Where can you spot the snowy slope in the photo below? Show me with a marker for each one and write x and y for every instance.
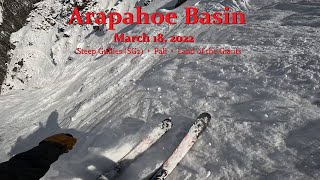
(264, 103)
(1, 12)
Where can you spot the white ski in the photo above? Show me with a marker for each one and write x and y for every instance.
(188, 141)
(147, 142)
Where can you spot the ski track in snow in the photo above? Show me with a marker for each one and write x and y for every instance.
(264, 103)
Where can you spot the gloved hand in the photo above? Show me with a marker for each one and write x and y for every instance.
(67, 141)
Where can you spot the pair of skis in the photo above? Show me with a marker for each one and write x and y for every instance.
(168, 166)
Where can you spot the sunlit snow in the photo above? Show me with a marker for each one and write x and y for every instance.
(264, 103)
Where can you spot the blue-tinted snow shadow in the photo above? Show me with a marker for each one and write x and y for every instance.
(101, 32)
(306, 140)
(76, 163)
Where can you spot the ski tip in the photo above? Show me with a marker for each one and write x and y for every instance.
(205, 115)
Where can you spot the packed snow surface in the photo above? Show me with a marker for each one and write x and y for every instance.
(264, 103)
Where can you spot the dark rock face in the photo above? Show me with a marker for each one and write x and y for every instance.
(15, 13)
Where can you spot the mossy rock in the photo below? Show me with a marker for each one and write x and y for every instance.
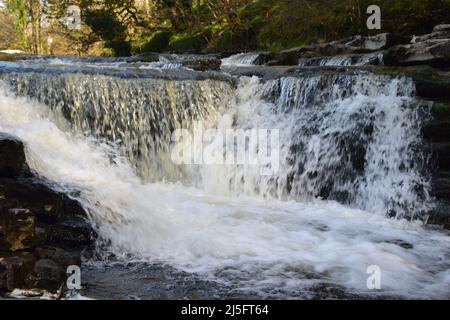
(187, 43)
(441, 111)
(12, 156)
(13, 57)
(431, 83)
(158, 42)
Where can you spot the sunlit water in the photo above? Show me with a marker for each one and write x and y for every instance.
(257, 235)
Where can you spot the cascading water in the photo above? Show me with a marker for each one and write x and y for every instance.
(241, 59)
(368, 59)
(354, 138)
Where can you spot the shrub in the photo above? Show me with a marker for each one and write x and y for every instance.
(158, 42)
(188, 43)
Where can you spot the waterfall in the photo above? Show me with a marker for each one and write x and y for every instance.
(241, 59)
(354, 138)
(350, 152)
(368, 59)
(351, 138)
(136, 114)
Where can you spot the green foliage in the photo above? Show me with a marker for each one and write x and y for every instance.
(157, 43)
(20, 11)
(187, 43)
(106, 25)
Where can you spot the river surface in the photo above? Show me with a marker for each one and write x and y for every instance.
(348, 193)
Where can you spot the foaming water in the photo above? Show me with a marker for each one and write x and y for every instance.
(371, 59)
(351, 138)
(273, 247)
(241, 59)
(139, 115)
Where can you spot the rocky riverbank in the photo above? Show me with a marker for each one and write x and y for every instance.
(42, 231)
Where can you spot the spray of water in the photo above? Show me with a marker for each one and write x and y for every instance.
(276, 237)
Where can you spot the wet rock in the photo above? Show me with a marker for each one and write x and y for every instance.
(12, 156)
(437, 131)
(17, 229)
(441, 185)
(60, 256)
(286, 58)
(401, 243)
(203, 64)
(442, 28)
(45, 203)
(14, 270)
(46, 274)
(378, 42)
(434, 52)
(442, 155)
(145, 57)
(73, 234)
(430, 83)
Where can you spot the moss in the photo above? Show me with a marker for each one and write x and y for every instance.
(225, 40)
(441, 110)
(12, 57)
(158, 42)
(187, 43)
(431, 83)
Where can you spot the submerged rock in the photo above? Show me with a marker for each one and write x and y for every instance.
(17, 229)
(433, 52)
(378, 42)
(46, 274)
(12, 158)
(42, 231)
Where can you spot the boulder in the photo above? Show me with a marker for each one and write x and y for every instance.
(45, 203)
(442, 155)
(12, 156)
(61, 257)
(46, 274)
(375, 43)
(203, 64)
(442, 28)
(435, 52)
(17, 229)
(14, 270)
(71, 234)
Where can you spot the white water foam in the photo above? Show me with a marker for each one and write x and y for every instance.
(269, 246)
(240, 60)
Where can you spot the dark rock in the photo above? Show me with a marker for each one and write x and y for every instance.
(374, 43)
(14, 270)
(285, 58)
(17, 229)
(441, 153)
(60, 256)
(435, 52)
(47, 275)
(441, 186)
(401, 243)
(440, 216)
(442, 28)
(73, 234)
(430, 83)
(72, 209)
(203, 64)
(45, 203)
(12, 156)
(437, 131)
(145, 57)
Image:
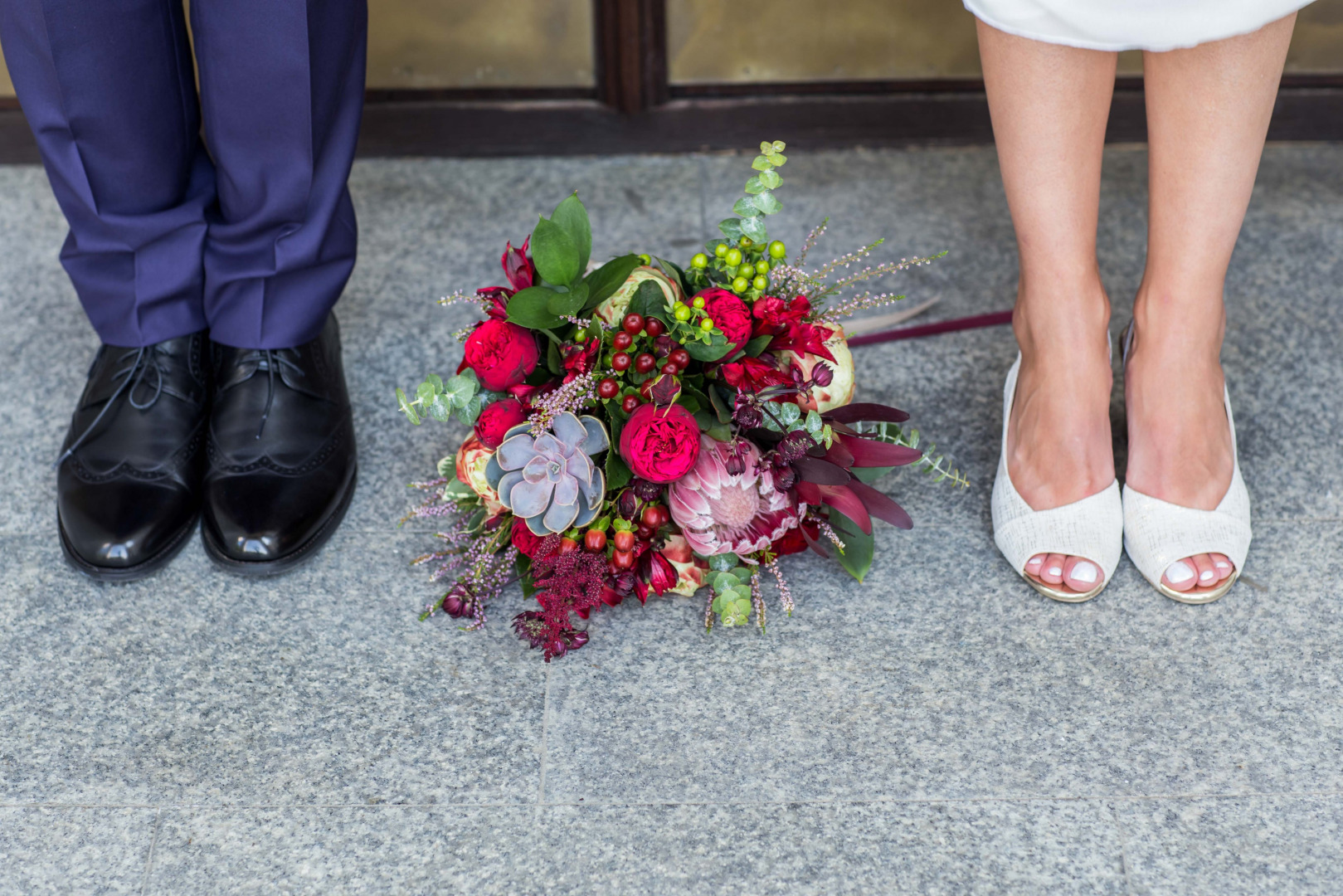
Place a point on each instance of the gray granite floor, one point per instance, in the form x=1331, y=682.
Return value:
x=941, y=730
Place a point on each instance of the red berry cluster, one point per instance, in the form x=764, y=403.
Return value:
x=624, y=342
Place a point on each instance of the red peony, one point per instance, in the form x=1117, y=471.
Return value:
x=499, y=418
x=752, y=375
x=501, y=353
x=774, y=316
x=654, y=572
x=661, y=444
x=729, y=314
x=525, y=543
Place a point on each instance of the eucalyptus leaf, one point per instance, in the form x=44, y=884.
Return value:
x=676, y=273
x=607, y=278
x=711, y=351
x=754, y=227
x=567, y=304
x=857, y=546
x=470, y=411
x=723, y=562
x=531, y=308
x=649, y=299
x=553, y=253
x=440, y=409
x=403, y=403
x=572, y=218
x=767, y=202
x=460, y=388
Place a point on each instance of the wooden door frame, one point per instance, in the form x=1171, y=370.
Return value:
x=633, y=108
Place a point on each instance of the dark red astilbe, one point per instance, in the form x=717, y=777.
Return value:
x=566, y=583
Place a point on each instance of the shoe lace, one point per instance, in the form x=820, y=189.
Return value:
x=273, y=360
x=143, y=360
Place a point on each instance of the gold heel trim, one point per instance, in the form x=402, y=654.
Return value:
x=1202, y=597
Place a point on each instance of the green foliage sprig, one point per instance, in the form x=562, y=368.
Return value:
x=442, y=399
x=759, y=199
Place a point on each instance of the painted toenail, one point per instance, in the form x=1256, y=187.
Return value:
x=1178, y=572
x=1085, y=572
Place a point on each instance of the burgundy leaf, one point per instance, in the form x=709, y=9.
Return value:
x=844, y=500
x=867, y=411
x=821, y=472
x=839, y=455
x=873, y=453
x=881, y=507
x=809, y=492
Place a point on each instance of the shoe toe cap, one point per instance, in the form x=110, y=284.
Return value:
x=265, y=518
x=124, y=524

= = = = =

▸ **REQUIRED ACTION**
Every line of the material must be returned exactly; leave the images out.

▸ **OUTPUT**
Where can you spot the snowy slope in the photo below? Show me with a marker for each one and write x and y for every instance.
(264, 103)
(1, 12)
Where can you spot the white ski in the photo above? Show me with a marker for each one and write x and y for every instance.
(188, 141)
(147, 142)
Where can you spot the ski track in snow in the photo above? Show me with a marker for each one and write x and y for every instance.
(264, 103)
Where can you spot the gloved hand in the photo above? Show me with a marker for each one and write x and y for every instance.
(67, 141)
Where can you spot the pair of skis in the photo above? Show me with a marker for each one and write x and y for every instance.
(168, 166)
Where can you spot the sunlit snow in the photo above? Show me with a marker for each one and write x and y for every instance.
(264, 103)
Where can you spot the blue-tinted snow shadow in the photo above? Show me with a marker for each one and write x and y for every instance.
(101, 32)
(306, 140)
(76, 163)
Where can you spot the ski tip in the photo above? Show me with a marker for each one and write x and y for every instance.
(205, 115)
Where can you spot the packed snow surface in the photo above? Show me with a marker for each one and write x and y for every instance.
(264, 103)
Where can you spot the dark rock face in the photo above? Show me with a marker for each one and write x and y for every instance.
(15, 13)
Where can you spot the mossy rock in the photo below? Show me with a marker for each one and write x and y for every instance.
(187, 43)
(441, 111)
(12, 156)
(13, 57)
(431, 83)
(158, 42)
Where can you spot the sunlit water in the photo above? Show me with a marker for each one and write x and y for every instance.
(257, 235)
Where can you spot the cascading water in the photo above? Show me with a marker for each one and write x and y for every instance.
(241, 59)
(368, 59)
(354, 138)
Where can you spot the shrub in the photo above? Show me with a marker for each one and write x and y for every instance.
(158, 42)
(188, 43)
Where can you spot the waterfall in the photo above? Show me with a marker for each one and write x and y for every instance.
(241, 59)
(354, 138)
(350, 152)
(368, 59)
(351, 138)
(136, 114)
Where can you spot the green foliage in the photo above? Show me with a marker for each one and write x and y for every instance.
(157, 43)
(20, 11)
(187, 43)
(106, 25)
Where can you spot the river surface in the photo above? Show me with a marker for each one and write x and y for every instance.
(348, 193)
Where can you spot the foaming water in the photo above? Show me with a marker for each one and write x and y for every instance.
(371, 59)
(351, 138)
(273, 247)
(241, 59)
(139, 115)
Where can you spot the rocky riverbank in the photo above? Show me with a marker for each one and write x and y for every instance.
(42, 231)
Where can you spot the spray of water in the photo above? Show me with a marker for each one and write x and y for every instance.
(276, 237)
Where can you spot the wet rock in the photo above? Show me with a marker for each one and write x and y for every instance.
(12, 156)
(437, 131)
(17, 229)
(441, 185)
(60, 256)
(286, 58)
(401, 243)
(203, 64)
(442, 28)
(45, 203)
(14, 270)
(46, 274)
(378, 42)
(434, 52)
(442, 155)
(145, 57)
(73, 234)
(430, 83)
Where can you spot the moss in the photo above? Show me with a marker for each one and write x and y for every instance.
(225, 40)
(441, 110)
(12, 57)
(158, 42)
(187, 43)
(431, 83)
Where can you spot the submerged rock in the photo above? Show me with a marker for each one and write x and y for every instance.
(17, 229)
(433, 52)
(378, 42)
(46, 274)
(12, 158)
(42, 231)
Where can you spot the boulder in the photo above? Show me with a marker for each one and write x and y for every instance.
(45, 203)
(442, 155)
(12, 156)
(61, 257)
(46, 274)
(375, 43)
(203, 64)
(442, 28)
(435, 52)
(17, 229)
(14, 270)
(71, 234)
Where can you spot the white water foam in the photo above? Show me with a marker for each one and write x and y for every instance.
(269, 246)
(240, 60)
Where can you spot the dark rock in the photo above? Show me with a marker for each one and write x and y for every instance.
(374, 43)
(14, 270)
(285, 58)
(17, 229)
(441, 153)
(60, 256)
(435, 52)
(47, 275)
(441, 186)
(401, 243)
(440, 216)
(442, 28)
(73, 234)
(430, 83)
(72, 209)
(203, 64)
(45, 203)
(12, 156)
(437, 131)
(145, 57)
Image:
Place a point on each instance of the gray granite floor, one point per instance, in the form x=1331, y=682.
Return value:
x=941, y=730
Place a point on each instance of the red berry cluster, one point per instance, in the form x=764, y=403.
Return value:
x=624, y=342
Place a point on each instance of the red peony, one point per instance, in the form x=1117, y=471.
Return value:
x=499, y=418
x=752, y=375
x=501, y=353
x=774, y=316
x=654, y=572
x=661, y=444
x=729, y=314
x=525, y=543
Place a point on each instance of the eucalyptus leaf, one point per instance, in the form x=44, y=884.
Return value:
x=676, y=273
x=607, y=278
x=711, y=351
x=754, y=227
x=567, y=304
x=857, y=546
x=470, y=411
x=723, y=562
x=531, y=308
x=649, y=299
x=553, y=253
x=440, y=409
x=403, y=403
x=572, y=218
x=767, y=202
x=460, y=388
Place a point on each instance of the wooden door frame, one point per instance, in the form x=1171, y=370.
Return value:
x=633, y=108
Place a point on each instance of the dark red astilbe, one point per instance, in the form x=717, y=777.
Return value:
x=566, y=583
Place a point on each instance of the shoe lace, one point per instance, in the form x=820, y=189.
Return value:
x=273, y=360
x=143, y=360
Place a point on each instance of the gold heel trim, one point per instance, in the form x=402, y=654.
Return value:
x=1202, y=597
Place a point on each instance of the green foliage sprig, one point per instance, in the form x=562, y=368.
Return value:
x=442, y=399
x=759, y=199
Place a point on each instance of the painted toenail, one point per instance, in the form x=1256, y=187.
Return value:
x=1178, y=572
x=1085, y=572
Place a point on each instance of the burgundy leaf, one point per instance, in the form x=709, y=9.
Return value:
x=844, y=500
x=867, y=411
x=821, y=472
x=839, y=455
x=873, y=453
x=881, y=507
x=809, y=492
Place a point on each instance of the shoe toe cap, one point per instance, in the form x=110, y=284.
Return value:
x=265, y=518
x=124, y=524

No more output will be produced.